Provided information:

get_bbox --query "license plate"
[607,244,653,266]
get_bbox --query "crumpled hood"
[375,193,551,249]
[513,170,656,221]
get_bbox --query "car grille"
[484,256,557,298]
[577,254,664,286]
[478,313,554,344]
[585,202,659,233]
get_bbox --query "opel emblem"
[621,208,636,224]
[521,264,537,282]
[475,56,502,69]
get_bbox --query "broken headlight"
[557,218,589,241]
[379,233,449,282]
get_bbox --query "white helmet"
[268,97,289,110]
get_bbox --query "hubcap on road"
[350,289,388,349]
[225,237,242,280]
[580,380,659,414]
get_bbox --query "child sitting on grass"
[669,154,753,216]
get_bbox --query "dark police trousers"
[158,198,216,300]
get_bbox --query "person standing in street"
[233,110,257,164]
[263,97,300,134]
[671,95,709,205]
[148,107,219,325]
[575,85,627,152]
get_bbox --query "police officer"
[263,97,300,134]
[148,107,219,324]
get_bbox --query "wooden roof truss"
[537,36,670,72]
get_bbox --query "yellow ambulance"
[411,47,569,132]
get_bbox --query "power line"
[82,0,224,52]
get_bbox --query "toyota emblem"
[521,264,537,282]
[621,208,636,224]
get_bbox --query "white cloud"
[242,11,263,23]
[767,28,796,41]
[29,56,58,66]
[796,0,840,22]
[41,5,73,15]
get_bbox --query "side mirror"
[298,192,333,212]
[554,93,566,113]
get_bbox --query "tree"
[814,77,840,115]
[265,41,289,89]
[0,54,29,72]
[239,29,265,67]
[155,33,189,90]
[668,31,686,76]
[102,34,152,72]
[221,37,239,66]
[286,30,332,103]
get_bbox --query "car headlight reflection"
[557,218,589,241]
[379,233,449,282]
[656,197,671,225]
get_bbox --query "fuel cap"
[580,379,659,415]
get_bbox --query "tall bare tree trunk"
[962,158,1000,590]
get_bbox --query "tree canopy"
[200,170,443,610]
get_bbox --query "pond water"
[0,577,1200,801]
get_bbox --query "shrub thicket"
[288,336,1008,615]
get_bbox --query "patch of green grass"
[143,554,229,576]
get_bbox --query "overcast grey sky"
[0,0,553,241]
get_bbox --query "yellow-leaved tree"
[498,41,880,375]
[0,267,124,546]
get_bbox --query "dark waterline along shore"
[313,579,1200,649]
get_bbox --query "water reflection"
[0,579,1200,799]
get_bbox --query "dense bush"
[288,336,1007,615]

Problem statement:
Copy out all of the records above line by line, without changing a single character.

Answer for the task:
get_bbox --query "license plate"
[607,244,653,266]
get_bbox --query "crumpled hood"
[375,193,551,249]
[513,170,656,221]
get_bbox --query "car grille"
[484,256,557,298]
[577,254,664,286]
[478,313,554,344]
[585,202,659,233]
get_bbox --query "opel emblem"
[621,208,636,224]
[521,264,537,282]
[475,56,502,69]
get_bbox --query "broken headlight"
[557,218,589,241]
[379,233,449,282]
get_bbox --query "white helmet"
[268,97,289,110]
get_bbox --query "hubcap on road"
[350,289,388,349]
[225,237,242,280]
[580,380,659,414]
get_bbox --query "child sitting on grass"
[669,154,753,216]
get_bbox --query "dark police trousers"
[158,198,216,300]
get_bbox --query "person standing in street"
[233,110,257,164]
[263,97,300,134]
[671,95,709,205]
[148,107,219,325]
[575,85,627,152]
get_bbox --query "police officer"
[263,97,300,134]
[148,107,219,324]
get_bbox --query "wooden roof truss"
[537,36,670,72]
get_bbox --query "yellow ambulance"
[411,47,569,132]
get_bbox --query "power line"
[82,0,224,52]
get_bbox --query "toyota emblem"
[521,264,537,282]
[621,208,636,224]
get_bbox --query "white cloud"
[242,11,263,23]
[767,28,796,41]
[29,56,58,66]
[796,0,840,22]
[41,5,73,15]
get_bbox --query "side mirror"
[298,192,333,212]
[554,93,566,113]
get_bbox --query "tree"
[814,77,840,115]
[265,41,289,89]
[0,54,29,72]
[239,29,265,67]
[155,33,189,90]
[668,31,686,76]
[102,34,152,72]
[221,37,239,66]
[286,30,332,103]
get_bbox --query "car headlight reflection"
[557,218,589,241]
[379,233,449,282]
[656,197,671,225]
get_bbox --query "fuel cap"
[580,379,659,415]
get_bbox --query "tall bare tree trunk"
[962,158,1000,590]
get_bbox --query "tree canopy"
[200,170,443,610]
get_bbox --query "pond water"
[0,577,1200,801]
get_bbox --query "shrub thicket"
[288,336,1008,615]
get_bbox --query "patch of green grass"
[143,554,229,576]
get_bbox --query "overcast grey sky"
[0,0,553,241]
get_bbox --query "yellow-leaved tree"
[498,41,880,375]
[0,267,124,546]
get_bbox --query "dark waterline along shore"
[313,579,1200,649]
get_bbox --query "water reflection"
[0,579,1200,799]
get_bbox --query "dense bush"
[288,336,1007,615]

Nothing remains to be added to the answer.